§ To do: Would you please write out each entry that follows, exactly as written?
(Data records begins)
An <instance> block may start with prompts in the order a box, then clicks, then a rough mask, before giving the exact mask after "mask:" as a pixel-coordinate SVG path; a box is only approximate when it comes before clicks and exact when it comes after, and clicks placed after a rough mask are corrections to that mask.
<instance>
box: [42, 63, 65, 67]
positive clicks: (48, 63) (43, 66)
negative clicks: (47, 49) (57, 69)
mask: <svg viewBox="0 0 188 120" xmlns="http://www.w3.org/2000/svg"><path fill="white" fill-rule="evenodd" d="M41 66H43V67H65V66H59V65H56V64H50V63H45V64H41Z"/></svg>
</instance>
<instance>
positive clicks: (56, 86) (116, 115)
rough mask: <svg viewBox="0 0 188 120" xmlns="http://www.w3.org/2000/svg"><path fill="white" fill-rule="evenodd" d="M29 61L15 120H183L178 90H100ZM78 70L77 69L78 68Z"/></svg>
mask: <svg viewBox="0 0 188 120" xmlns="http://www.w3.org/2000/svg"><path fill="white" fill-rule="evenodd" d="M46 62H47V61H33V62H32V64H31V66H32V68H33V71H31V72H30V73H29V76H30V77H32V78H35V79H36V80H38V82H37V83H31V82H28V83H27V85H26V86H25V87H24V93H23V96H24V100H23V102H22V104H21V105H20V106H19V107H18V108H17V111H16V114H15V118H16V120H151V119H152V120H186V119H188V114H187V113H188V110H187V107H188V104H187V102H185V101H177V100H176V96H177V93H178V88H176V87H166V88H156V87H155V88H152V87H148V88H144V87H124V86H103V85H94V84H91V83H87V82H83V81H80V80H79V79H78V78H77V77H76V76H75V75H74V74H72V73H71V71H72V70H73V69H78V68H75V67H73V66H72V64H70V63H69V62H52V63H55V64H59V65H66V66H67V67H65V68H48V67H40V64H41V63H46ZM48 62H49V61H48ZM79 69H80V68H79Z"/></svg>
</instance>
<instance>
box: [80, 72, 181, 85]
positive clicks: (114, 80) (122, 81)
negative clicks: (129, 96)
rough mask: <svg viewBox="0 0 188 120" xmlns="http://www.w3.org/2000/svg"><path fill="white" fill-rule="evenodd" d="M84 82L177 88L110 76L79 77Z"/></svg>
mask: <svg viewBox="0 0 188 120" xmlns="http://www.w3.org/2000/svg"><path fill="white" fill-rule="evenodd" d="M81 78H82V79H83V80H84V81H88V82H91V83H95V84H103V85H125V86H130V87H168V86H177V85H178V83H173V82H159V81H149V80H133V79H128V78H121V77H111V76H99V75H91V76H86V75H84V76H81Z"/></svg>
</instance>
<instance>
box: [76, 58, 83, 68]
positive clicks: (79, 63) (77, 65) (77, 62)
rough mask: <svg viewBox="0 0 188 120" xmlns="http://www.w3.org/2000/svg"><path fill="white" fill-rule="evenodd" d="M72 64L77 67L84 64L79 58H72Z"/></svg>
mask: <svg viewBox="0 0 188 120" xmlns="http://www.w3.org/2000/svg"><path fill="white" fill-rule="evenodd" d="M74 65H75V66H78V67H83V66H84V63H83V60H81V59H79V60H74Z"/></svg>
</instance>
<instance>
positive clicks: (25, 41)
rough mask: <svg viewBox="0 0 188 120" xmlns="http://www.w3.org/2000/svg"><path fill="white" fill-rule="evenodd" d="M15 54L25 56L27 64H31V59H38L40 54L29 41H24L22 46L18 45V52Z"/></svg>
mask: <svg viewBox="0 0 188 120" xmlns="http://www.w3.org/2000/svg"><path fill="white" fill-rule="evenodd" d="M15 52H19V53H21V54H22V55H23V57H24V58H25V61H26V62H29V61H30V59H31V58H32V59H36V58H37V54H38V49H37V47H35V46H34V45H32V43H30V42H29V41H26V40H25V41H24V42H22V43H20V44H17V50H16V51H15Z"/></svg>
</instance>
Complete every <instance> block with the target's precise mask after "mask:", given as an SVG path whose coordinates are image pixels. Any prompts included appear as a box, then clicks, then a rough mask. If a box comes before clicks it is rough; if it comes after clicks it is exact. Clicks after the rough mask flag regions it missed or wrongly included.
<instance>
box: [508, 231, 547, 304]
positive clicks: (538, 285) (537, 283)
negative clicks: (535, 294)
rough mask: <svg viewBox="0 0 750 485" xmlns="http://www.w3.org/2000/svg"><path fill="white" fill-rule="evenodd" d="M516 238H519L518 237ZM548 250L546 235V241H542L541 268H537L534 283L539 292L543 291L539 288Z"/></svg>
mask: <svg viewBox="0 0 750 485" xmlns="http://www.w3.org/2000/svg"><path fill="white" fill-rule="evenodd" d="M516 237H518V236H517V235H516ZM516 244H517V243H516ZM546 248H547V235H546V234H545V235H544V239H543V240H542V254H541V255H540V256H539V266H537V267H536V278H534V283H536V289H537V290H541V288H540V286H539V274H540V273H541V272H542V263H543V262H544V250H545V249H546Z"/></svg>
(Data records ends)
§ Answer to this task:
An <instance> block may start with prompts in the order a box, then clicks, then a rough mask, before giving the exact mask after "mask:" as a pixel-coordinate SVG path; a box is only approximate when it comes before clicks and exact when it comes after, and clicks placed after a rough mask are corrections to that mask.
<instance>
box: [42, 63, 65, 67]
positive clicks: (48, 63) (43, 66)
negative clicks: (47, 49) (57, 69)
mask: <svg viewBox="0 0 188 120" xmlns="http://www.w3.org/2000/svg"><path fill="white" fill-rule="evenodd" d="M41 66H43V67H65V66H59V65H56V64H50V63H45V64H41Z"/></svg>
</instance>
<instance>
positive clicks: (56, 86) (116, 115)
rough mask: <svg viewBox="0 0 188 120" xmlns="http://www.w3.org/2000/svg"><path fill="white" fill-rule="evenodd" d="M29 61L15 120H183L178 90H100ZM78 70L77 69L78 68Z"/></svg>
mask: <svg viewBox="0 0 188 120" xmlns="http://www.w3.org/2000/svg"><path fill="white" fill-rule="evenodd" d="M46 62H47V61H33V62H32V64H31V66H32V68H33V71H31V72H30V73H29V76H30V77H32V78H35V79H36V80H38V82H37V83H31V82H28V83H27V85H26V86H25V87H24V93H23V96H24V100H23V102H22V104H21V105H20V106H19V107H18V108H17V111H16V114H15V118H16V120H151V119H152V120H186V119H188V114H187V113H188V110H187V107H188V104H187V102H185V101H177V100H176V96H177V93H178V88H176V87H166V88H156V87H155V88H152V87H148V88H144V87H124V86H103V85H94V84H91V83H87V82H83V81H80V80H79V79H78V78H77V77H76V76H75V75H74V74H72V73H71V71H72V70H73V69H78V68H75V67H73V66H72V64H70V63H69V62H52V63H55V64H59V65H66V66H67V67H65V68H48V67H40V64H41V63H46ZM48 62H49V61H48ZM79 69H80V68H79Z"/></svg>
</instance>
<instance>
box: [80, 72, 181, 85]
positive clicks: (114, 80) (122, 81)
negative clicks: (129, 96)
rough mask: <svg viewBox="0 0 188 120" xmlns="http://www.w3.org/2000/svg"><path fill="white" fill-rule="evenodd" d="M84 82L177 88L110 76L79 77Z"/></svg>
mask: <svg viewBox="0 0 188 120" xmlns="http://www.w3.org/2000/svg"><path fill="white" fill-rule="evenodd" d="M81 78H82V79H83V80H84V81H88V82H91V83H95V84H103V85H125V86H130V87H168V86H177V85H178V83H173V82H159V81H149V80H133V79H128V78H121V77H111V76H99V75H91V76H86V75H84V76H81Z"/></svg>
</instance>
<instance>
box: [76, 58, 83, 68]
positive clicks: (79, 63) (77, 65) (77, 62)
rough mask: <svg viewBox="0 0 188 120" xmlns="http://www.w3.org/2000/svg"><path fill="white" fill-rule="evenodd" d="M72 64L77 67L84 64L79 58H72Z"/></svg>
mask: <svg viewBox="0 0 188 120" xmlns="http://www.w3.org/2000/svg"><path fill="white" fill-rule="evenodd" d="M74 65H75V66H78V67H83V66H84V63H83V60H81V59H79V60H74Z"/></svg>
</instance>
<instance>
positive clicks: (25, 41)
rough mask: <svg viewBox="0 0 188 120" xmlns="http://www.w3.org/2000/svg"><path fill="white" fill-rule="evenodd" d="M15 54L25 56L27 64H31V59H38L40 54L29 41H24L22 46L18 45V52Z"/></svg>
mask: <svg viewBox="0 0 188 120" xmlns="http://www.w3.org/2000/svg"><path fill="white" fill-rule="evenodd" d="M15 52H19V53H21V54H22V55H23V57H24V58H25V61H26V62H29V61H30V59H31V58H32V59H36V58H37V54H38V49H37V47H35V46H34V45H32V43H30V42H29V41H26V40H25V41H24V42H22V43H20V44H17V50H16V51H15Z"/></svg>
</instance>
Complete every <instance> block with the target's precise mask after "mask:", given as an SVG path whose coordinates are image pixels. Any prompts included appear as a box, then clicks, then a rough mask. If a box comes before clicks it is rough; if it comes after clicks it is exact. Clicks after the rough mask flag regions it missed or wrongly included.
<instance>
box: [508, 231, 547, 304]
positive clicks: (538, 285) (537, 283)
negative clicks: (535, 294)
rough mask: <svg viewBox="0 0 750 485" xmlns="http://www.w3.org/2000/svg"><path fill="white" fill-rule="evenodd" d="M516 238H519L518 237ZM548 250L546 235V241H542L541 268H537L534 283L539 292L543 291L539 288Z"/></svg>
mask: <svg viewBox="0 0 750 485" xmlns="http://www.w3.org/2000/svg"><path fill="white" fill-rule="evenodd" d="M516 237H518V236H517V235H516ZM516 244H517V243H516ZM546 248H547V235H546V234H545V235H544V239H543V240H542V254H541V255H540V256H539V266H537V267H536V278H534V283H536V289H537V290H541V288H540V286H539V274H540V273H541V272H542V263H543V262H544V250H545V249H546Z"/></svg>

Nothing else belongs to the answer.